(TASK GOAL)
Keep to one stretch of the data below, the lines from the one with "Please box every horse head you can see." up to and including the one with "Please box every horse nostril you can see.", and return that stretch exactly.

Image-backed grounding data

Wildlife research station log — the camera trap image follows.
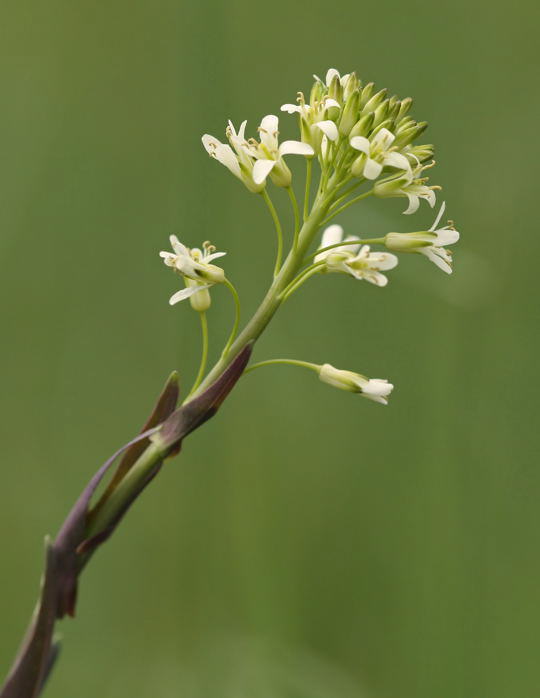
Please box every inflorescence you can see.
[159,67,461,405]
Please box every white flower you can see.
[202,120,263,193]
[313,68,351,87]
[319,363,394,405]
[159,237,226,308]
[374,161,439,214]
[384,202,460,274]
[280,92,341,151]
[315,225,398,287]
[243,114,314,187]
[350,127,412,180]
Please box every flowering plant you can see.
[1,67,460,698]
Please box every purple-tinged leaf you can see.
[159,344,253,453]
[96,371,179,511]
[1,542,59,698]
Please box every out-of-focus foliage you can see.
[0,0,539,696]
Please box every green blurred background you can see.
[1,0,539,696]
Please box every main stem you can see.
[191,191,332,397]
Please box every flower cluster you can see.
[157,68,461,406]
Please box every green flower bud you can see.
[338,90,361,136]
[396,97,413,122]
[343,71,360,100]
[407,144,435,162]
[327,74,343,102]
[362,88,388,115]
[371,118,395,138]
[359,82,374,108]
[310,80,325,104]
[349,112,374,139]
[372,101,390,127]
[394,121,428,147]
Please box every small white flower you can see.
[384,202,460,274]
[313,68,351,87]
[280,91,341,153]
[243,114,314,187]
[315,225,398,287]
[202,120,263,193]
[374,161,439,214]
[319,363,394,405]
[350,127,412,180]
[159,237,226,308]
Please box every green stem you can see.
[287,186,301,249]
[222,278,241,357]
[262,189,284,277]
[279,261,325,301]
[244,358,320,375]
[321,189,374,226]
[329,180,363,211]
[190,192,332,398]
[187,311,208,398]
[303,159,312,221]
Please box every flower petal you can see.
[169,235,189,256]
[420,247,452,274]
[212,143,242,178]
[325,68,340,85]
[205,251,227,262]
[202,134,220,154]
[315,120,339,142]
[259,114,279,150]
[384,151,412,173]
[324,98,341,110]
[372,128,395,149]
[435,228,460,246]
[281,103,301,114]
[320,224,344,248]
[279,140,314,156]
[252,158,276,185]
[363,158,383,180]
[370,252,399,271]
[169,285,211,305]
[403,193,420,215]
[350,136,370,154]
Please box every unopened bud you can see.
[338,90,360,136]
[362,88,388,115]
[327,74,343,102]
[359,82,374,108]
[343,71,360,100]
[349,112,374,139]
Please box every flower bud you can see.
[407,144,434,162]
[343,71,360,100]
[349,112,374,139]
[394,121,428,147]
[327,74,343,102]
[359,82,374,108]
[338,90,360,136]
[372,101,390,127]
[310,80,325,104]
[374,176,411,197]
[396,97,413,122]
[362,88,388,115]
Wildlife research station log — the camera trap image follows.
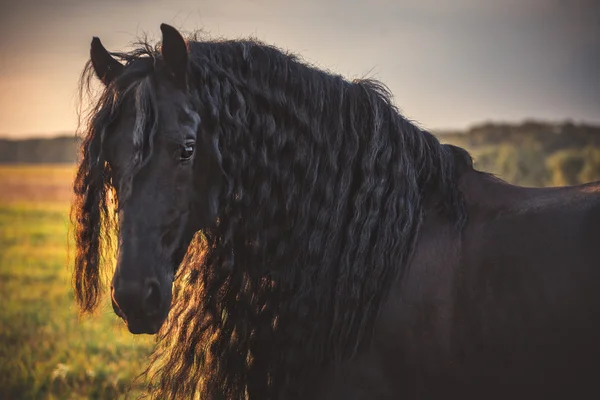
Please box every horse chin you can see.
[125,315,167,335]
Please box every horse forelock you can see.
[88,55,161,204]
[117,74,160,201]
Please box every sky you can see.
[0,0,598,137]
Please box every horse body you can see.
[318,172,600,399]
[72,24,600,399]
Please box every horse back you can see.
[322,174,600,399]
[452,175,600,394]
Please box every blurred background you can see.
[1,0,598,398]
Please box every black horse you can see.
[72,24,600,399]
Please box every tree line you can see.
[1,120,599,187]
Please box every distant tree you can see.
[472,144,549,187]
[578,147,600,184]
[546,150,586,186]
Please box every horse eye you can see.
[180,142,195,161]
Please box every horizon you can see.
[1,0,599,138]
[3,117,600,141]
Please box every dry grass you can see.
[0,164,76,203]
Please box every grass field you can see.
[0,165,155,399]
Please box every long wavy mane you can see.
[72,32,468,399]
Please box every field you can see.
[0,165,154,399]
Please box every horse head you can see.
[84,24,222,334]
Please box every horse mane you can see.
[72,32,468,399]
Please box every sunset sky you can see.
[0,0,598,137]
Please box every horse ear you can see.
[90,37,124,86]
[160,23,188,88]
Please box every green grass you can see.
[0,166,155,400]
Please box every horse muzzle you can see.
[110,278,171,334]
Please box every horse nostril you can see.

* * *

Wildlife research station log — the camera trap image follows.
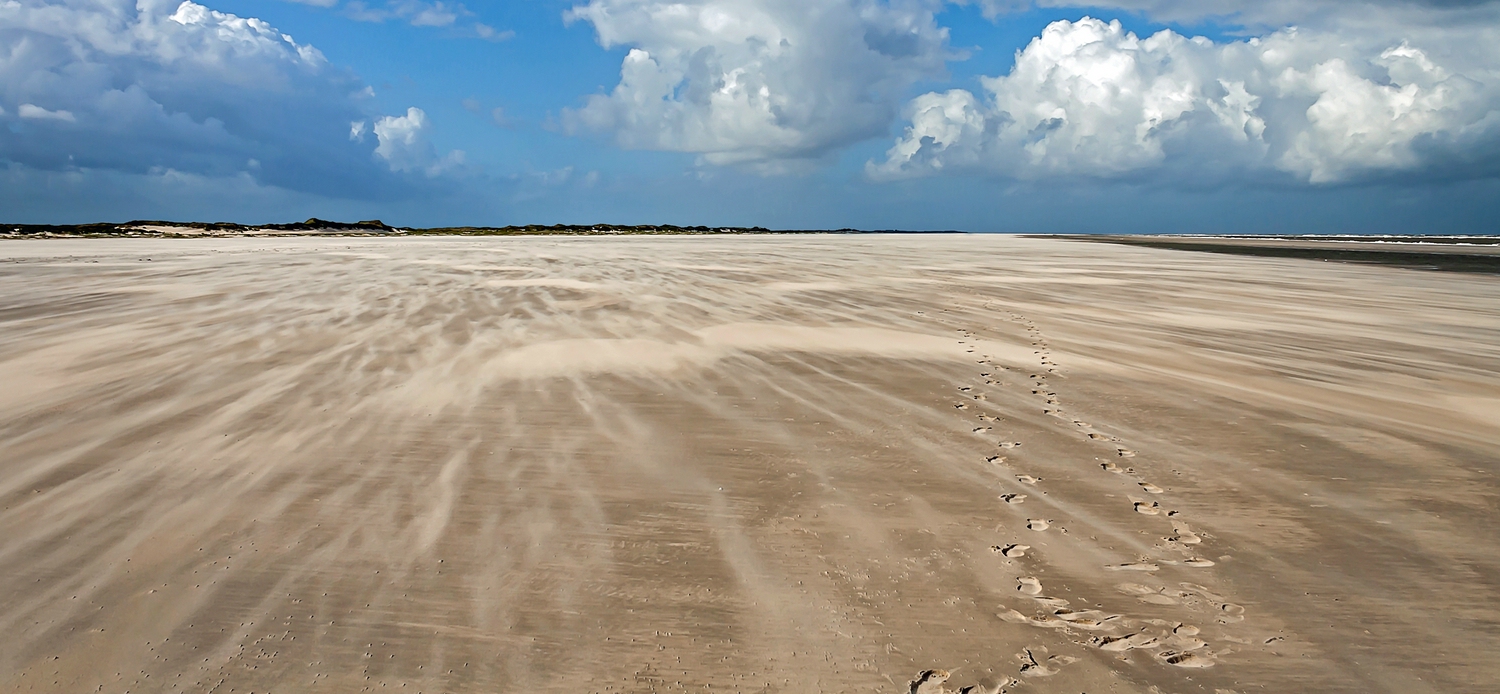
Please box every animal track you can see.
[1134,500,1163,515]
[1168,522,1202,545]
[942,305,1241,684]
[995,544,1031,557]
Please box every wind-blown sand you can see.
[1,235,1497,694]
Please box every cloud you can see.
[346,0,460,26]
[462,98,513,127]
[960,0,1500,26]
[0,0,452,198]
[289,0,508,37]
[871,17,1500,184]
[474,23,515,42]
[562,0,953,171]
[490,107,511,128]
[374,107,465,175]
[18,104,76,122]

--

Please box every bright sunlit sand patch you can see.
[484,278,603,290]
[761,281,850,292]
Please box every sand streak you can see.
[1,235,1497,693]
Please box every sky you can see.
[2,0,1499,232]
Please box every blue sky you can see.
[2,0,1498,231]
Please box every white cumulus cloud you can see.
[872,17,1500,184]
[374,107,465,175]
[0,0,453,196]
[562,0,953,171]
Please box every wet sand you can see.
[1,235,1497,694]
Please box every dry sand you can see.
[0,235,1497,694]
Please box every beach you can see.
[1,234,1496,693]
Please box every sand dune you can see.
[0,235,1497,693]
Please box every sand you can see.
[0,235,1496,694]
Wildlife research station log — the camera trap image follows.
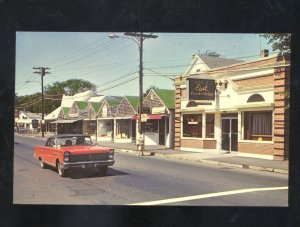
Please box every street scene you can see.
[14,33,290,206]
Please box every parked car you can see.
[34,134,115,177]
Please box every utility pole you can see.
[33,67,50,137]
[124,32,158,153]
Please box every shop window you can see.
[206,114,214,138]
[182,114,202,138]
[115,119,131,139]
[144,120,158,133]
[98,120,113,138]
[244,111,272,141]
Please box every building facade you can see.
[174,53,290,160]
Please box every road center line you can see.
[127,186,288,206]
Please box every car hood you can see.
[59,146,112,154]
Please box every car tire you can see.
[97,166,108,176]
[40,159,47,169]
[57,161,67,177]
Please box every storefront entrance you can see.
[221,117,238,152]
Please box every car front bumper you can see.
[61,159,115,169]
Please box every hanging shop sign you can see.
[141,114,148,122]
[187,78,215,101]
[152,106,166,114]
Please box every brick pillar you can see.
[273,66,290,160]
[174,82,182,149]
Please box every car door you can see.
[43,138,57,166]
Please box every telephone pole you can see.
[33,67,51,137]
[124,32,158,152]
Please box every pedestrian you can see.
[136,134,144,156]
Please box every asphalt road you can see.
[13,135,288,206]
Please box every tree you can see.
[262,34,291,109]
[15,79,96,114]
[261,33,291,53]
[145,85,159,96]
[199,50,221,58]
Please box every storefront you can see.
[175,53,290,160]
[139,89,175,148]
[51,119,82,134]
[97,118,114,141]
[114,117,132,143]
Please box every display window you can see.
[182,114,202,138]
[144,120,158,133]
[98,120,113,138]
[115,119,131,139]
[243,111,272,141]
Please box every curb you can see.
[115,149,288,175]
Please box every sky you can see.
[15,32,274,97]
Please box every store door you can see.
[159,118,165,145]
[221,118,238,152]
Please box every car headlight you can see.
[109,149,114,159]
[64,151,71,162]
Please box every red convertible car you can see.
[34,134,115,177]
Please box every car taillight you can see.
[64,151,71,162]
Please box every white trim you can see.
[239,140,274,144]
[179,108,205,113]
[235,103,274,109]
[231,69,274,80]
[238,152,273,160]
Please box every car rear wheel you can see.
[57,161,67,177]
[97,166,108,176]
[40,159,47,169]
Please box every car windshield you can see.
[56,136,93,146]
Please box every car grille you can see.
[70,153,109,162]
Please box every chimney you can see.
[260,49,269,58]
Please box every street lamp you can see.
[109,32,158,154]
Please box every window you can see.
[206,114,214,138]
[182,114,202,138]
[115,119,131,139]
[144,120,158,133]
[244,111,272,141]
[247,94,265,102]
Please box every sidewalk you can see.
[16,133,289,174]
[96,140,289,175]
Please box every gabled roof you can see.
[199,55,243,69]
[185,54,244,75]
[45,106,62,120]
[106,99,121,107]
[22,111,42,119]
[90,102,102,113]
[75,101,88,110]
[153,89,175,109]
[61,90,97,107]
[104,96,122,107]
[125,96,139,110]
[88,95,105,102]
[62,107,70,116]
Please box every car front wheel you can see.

(SOLUTION TO THE PROBLEM)
Please box every horse head you can see.
[84,24,222,334]
Please box every horse mane you can see.
[72,32,468,399]
Please box every sunset sky you can see.
[0,0,598,137]
Please box every horse ear you can see.
[90,37,124,86]
[160,23,188,88]
Please box every green grass you can see.
[0,166,155,400]
Please box every horse muzzle you can see.
[110,278,171,334]
Please box every horse nostril you can see.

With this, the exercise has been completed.